Text for analysis Block Start

Market fluctuations and a swing away from growth stocks caused the assets under management of Baillie Gifford to fall by £121bn in 12 months.
The Edinburgh-based fund house's assets under management and advice were £231bn on June 30, compared with £352bn at the same time last year.
A spokesperson for Baillie Gifford said this was mostly down to investment performance, as UK retail outflows for the period were just £1.5bn.
Baillie Gifford has long-been associated with the growth style of investing and for emphasising a long-term view, but growth investing has been out of favour over the past few months as rising interest rates and inflation.
"There has been a slight bounce back after the end of June figures were published," the spokesperson said, with assets rising to £254bn on August 5.
“As we said last year when reporting very strong one year performance numbers, we would ask shareholders to judge performance over periods of five years or more,” Tom Burnet, the chairperson of its US Growth Trust, said in a results update this morning (August 9).
Mick Gilligan, who runs the managed portfolio service at Killik and Co, said the firm's approach required patience.
"Recent weakness has reminded investors of these 'humbling periods of underperformance'," he said, quoting Baillie Gifford's own words.
Speaking about the downturn in 2002-23, Gilligan said: “Those that remained patient and took a long-term view were rewarded with the subsequent recovery but many investors probably bailed out…the conclusion for me is to stick with these strategies but ensure your position sizing is appropriate for any further turbulence that may lie ahead.”

Text for analysis Block End
Data block Block Start

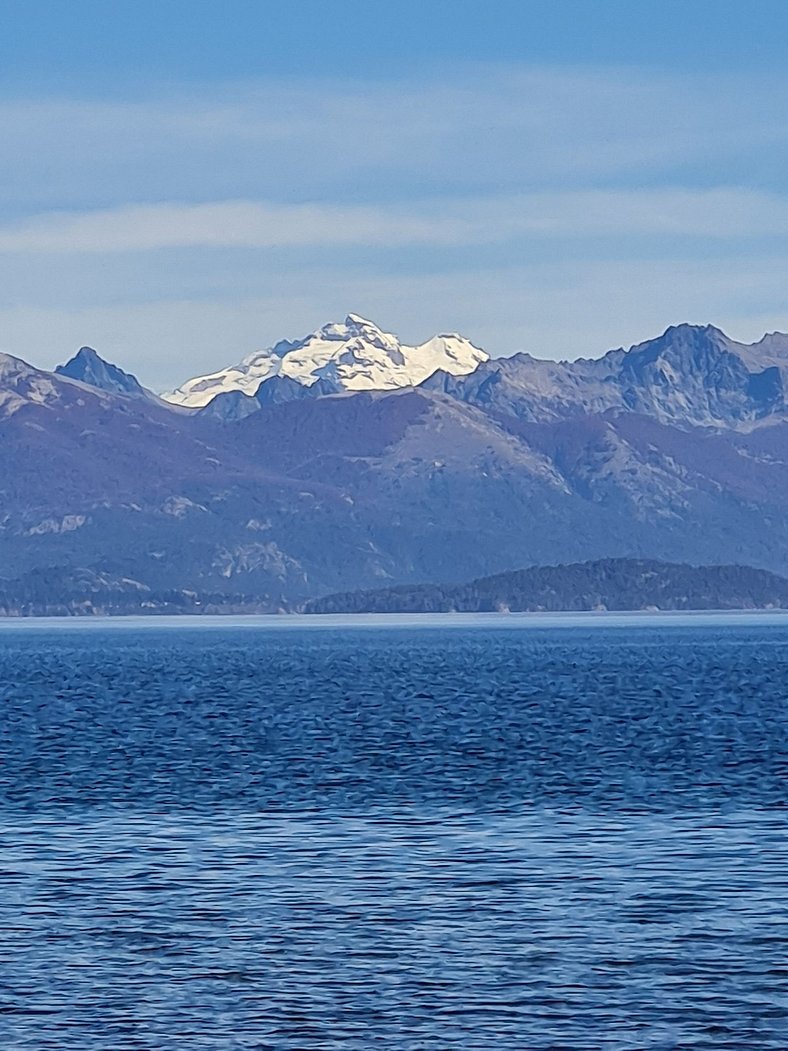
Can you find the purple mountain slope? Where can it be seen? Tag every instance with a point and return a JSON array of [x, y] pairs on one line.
[[349, 491]]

Data block Block End

> [Aim of the task]
Copy out the full article on Baillie Gifford's fall in assets word for word. This material comes from a separate source and has no connection to the article.

> [Exercise solution]
Market fluctuations and a swing away from growth stocks caused the assets under management of Baillie Gifford to fall by £121bn in 12 months.
The Edinburgh-based fund house's assets under management and advice were £231bn on June 30, compared with £352bn at the same time last year.
A spokesperson for Baillie Gifford said this was mostly down to investment performance, as UK retail outflows for the period were just £1.5bn.
Baillie Gifford has long-been associated with the growth style of investing and for emphasising a long-term view, but growth investing has been out of favour over the past few months as rising interest rates and inflation.
"There has been a slight bounce back after the end of June figures were published," the spokesperson said, with assets rising to £254bn on August 5.
“As we said last year when reporting very strong one year performance numbers, we would ask shareholders to judge performance over periods of five years or more,” Tom Burnet, the chairperson of its US Growth Trust, said in a results update this morning (August 9).
Mick Gilligan, who runs the managed portfolio service at Killik and Co, said the firm's approach required patience.
"Recent weakness has reminded investors of these 'humbling periods of underperformance'," he said, quoting Baillie Gifford's own words.
Speaking about the downturn in 2002-23, Gilligan said: “Those that remained patient and took a long-term view were rewarded with the subsequent recovery but many investors probably bailed out…the conclusion for me is to stick with these strategies but ensure your position sizing is appropriate for any further turbulence that may lie ahead.”